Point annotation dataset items
****************************************
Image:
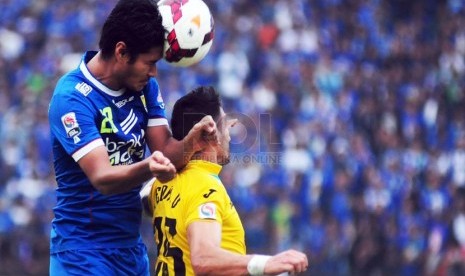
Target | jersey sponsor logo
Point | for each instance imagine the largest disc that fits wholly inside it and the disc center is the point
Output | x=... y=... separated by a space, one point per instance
x=122 y=153
x=210 y=191
x=129 y=122
x=207 y=211
x=160 y=100
x=71 y=126
x=123 y=102
x=84 y=88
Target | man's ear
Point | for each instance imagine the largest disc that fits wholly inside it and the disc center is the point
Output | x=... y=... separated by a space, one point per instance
x=121 y=52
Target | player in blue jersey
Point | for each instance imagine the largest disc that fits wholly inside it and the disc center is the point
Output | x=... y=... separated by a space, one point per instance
x=102 y=116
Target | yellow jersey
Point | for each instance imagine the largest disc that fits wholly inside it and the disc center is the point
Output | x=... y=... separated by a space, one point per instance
x=196 y=193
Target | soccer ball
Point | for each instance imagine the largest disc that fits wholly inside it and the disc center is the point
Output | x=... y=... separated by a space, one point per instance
x=188 y=31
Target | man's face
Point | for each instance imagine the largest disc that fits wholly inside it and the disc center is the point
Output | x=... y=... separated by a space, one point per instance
x=224 y=124
x=135 y=75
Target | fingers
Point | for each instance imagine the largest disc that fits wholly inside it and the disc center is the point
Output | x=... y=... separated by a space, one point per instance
****************************************
*GIVEN EXERCISE:* Write out all the items above again, swapping every "disc" for "circle" and leaving everything else as it is. Omit the pictures.

*EXERCISE ANSWER:*
Image:
Target | jersey sponsor logo
Point | for each instance imagine the largest circle that fits wholly inside it and the circle center is the point
Output | x=... y=... separated by a space, one point per instance
x=122 y=153
x=210 y=191
x=129 y=122
x=207 y=211
x=160 y=100
x=71 y=126
x=123 y=102
x=84 y=88
Target | man's ear
Point | for each instance imagine the largest circle that fits wholly inside it and the circle center is the point
Output | x=... y=... separated by a space, one point per instance
x=121 y=52
Target | player in blue jersey
Point | for each instance imagine the largest circle that fits wholly inside it and the circle center is the point
Output | x=... y=... separated by a space, one point per instance
x=102 y=116
Target | yellow jersey
Point | for each instance imagine the largest circle that fits wholly inside it and the circle center is the point
Output | x=... y=... separated by a space, one point per instance
x=196 y=193
Target | soccer ball
Point | for each instance imagine the largest circle that fits wholly inside it and the circle center is the point
Output | x=... y=... separated by a space, one point per instance
x=188 y=31
Target | man's face
Point | for each instance imagine the largest circle that fits wholly inside it and the circle center is the point
Output | x=... y=... separated by a space, one point per instance
x=224 y=124
x=135 y=75
Target | fingers
Point | for each instance imagine the largest circle that fits wholly inside it and the circle center is the point
Output | x=... y=... separated by a space, one point per instance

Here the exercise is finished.